Directions: Would you retype every entry that follows without altering a word?

Items from a data source:
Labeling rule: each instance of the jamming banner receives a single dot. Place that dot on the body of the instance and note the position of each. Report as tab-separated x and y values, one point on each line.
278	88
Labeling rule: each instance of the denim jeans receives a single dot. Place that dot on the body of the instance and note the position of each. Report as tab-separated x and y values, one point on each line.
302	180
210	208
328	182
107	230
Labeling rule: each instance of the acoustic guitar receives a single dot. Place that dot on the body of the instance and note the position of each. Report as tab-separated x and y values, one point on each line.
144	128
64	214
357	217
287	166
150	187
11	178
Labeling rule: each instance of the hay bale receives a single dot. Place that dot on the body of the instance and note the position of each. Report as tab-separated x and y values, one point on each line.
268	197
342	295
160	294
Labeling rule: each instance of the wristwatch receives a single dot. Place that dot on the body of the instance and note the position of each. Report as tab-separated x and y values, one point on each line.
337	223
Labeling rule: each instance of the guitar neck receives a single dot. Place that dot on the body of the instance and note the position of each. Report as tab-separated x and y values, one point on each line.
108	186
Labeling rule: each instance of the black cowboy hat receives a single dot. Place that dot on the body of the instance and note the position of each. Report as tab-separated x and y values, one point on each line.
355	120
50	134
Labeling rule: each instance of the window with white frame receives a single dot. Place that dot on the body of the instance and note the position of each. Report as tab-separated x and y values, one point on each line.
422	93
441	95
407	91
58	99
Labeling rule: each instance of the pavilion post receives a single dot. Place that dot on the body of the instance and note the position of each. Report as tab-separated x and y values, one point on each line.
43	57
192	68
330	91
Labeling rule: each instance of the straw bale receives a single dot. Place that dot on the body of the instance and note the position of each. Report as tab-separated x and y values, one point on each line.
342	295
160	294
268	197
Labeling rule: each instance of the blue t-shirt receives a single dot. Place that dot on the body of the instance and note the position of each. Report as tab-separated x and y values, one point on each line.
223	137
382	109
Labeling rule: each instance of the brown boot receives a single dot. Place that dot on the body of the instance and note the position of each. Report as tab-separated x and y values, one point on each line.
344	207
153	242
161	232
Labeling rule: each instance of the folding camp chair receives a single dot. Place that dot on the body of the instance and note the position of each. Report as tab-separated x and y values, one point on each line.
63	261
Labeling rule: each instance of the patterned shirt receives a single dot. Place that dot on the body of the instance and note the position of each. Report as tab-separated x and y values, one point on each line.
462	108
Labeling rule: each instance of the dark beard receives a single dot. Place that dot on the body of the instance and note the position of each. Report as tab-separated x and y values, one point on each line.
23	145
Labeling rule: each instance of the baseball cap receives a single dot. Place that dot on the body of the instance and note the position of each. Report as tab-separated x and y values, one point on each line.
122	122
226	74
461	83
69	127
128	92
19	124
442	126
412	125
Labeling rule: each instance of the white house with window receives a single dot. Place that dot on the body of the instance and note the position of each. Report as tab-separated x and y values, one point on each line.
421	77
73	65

Output for this task:
Labeling rule: each instance of the jamming banner receives a single dot. Place that dot on the body of the instance and note the position of each. Report as tab-separated x and y values, one point on each line.
278	88
Labeling rule: each instance of the denim jeans receives a single dot. Place that dot on the body of the instance and note the position of each. Report as tab-separated x and y values, one point on each line.
302	180
210	208
328	182
107	230
Labeling rule: each instance of the acoustic guitar receives a single dot. Place that dot on the body of the instance and note the position of each. Report as tab-separated x and y values, one point on each line.
144	128
64	214
357	217
287	166
150	187
11	178
Labeling rule: each instance of the hay bale receives a single dot. Place that dot on the body of the instance and note the position of each. Report as tab-separated x and y values, one point on each line.
268	197
342	295
160	294
Labeling rule: each instance of the wristwatch receives a single dot. Place that dot on the body of the instance and note the position of each. Report as tab-separated x and y values, one point on each line.
337	223
Labeling rule: each instance of the guitar neck receives a single dot. Place that dot on the body of the instance and note the position of each. Report as tab-separated x and y values, one point on each line.
108	186
Labeling rule: each instance of the black cowboy hat receives a single dot. Place that dot on the body of the instance and note the position of each. Report as tab-separated x and y values, one point on each line.
355	120
50	134
Labeling rule: each instance of the window with white frame receives a single dot. Place that dot on the body of the instance and note the position of each. Report as tab-separated x and y values, one point on each line.
422	93
441	95
407	91
58	99
Labeling rule: each instance of the pavilion post receives a single dot. Place that dot on the body of the instance and note the position of each. Report as tab-separated x and y values, one point on each line.
43	57
192	68
330	91
Labeling rule: each instance of the straw bale receives a single dot. Place that dot on the body of the instance and note the position of each. Report as tab-separated x and y values, one point on each line.
342	295
160	294
268	197
Labeling rule: each instance of the blue t-shirt receives a single dot. Place that dot on the body of the instance and note the position of each. Report as tab-separated x and y values, one point on each line.
223	137
382	109
Labeling rule: each instance of the brown boot receives a single dot. Place that dot on the body of the instance and note the position of each. Report as tab-separated x and y values, one point on each line.
344	207
153	242
161	232
Labeling rule: each instance of the folding camp chair receives a single dot. Place that dot on the body of the instance and note the position of each. Report as tab-separated x and y values, one point on each line.
63	261
Labeling rule: each instance of the patterned shirt receives a single dot. Place that dot on the body of the instance and note the position of each. Report as tab-separated x and y values, one point on each line.
462	108
Labeling rule: each instance of the dark beard receives a single dot. Place that dot on the body of the instance and note the position of each. Report as tab-separated x and y values, one point on each line.
23	145
Labeling rule: each instance of the baseball cap receives a single dot. Place that dot on the body of the instance and note the position of each. Report as tab-separated x and y values, one point on each line.
122	122
226	74
461	83
69	127
128	92
19	124
442	126
412	125
Labeling rule: each instance of the white house with window receives a single dot. Place that dot on the body of the instance and note the position of each. Report as tab-separated x and y values, one point on each line.
421	77
73	65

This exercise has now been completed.